Task details:
Present the rows below as a numbered list, skipping any blank lines, and omit the pictures from your answer.

── Data shown

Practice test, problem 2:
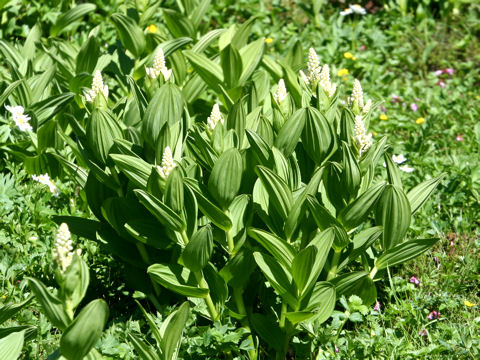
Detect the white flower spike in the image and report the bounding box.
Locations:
[32,173,60,197]
[157,146,176,179]
[273,79,288,105]
[307,48,322,83]
[85,70,108,103]
[5,105,33,132]
[53,223,81,274]
[145,48,172,81]
[353,115,373,156]
[207,104,223,131]
[319,64,337,98]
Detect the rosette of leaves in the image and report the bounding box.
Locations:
[28,255,109,360]
[3,2,446,359]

────

Exercise solution:
1. Practice test, problem 2:
2. Detect the white flower spike in the image and report the bounding box.
3. Locations:
4. [32,173,60,197]
5. [157,146,176,179]
6. [273,79,288,105]
7. [307,48,322,83]
8. [85,70,108,103]
9. [5,105,33,132]
10. [53,223,81,274]
11. [145,48,172,81]
12. [353,115,373,156]
13. [207,104,223,131]
14. [319,64,337,98]
15. Detect the rosette of leaves in the image and report the bounding box.
16. Locations:
17. [28,255,109,360]
18. [3,2,446,359]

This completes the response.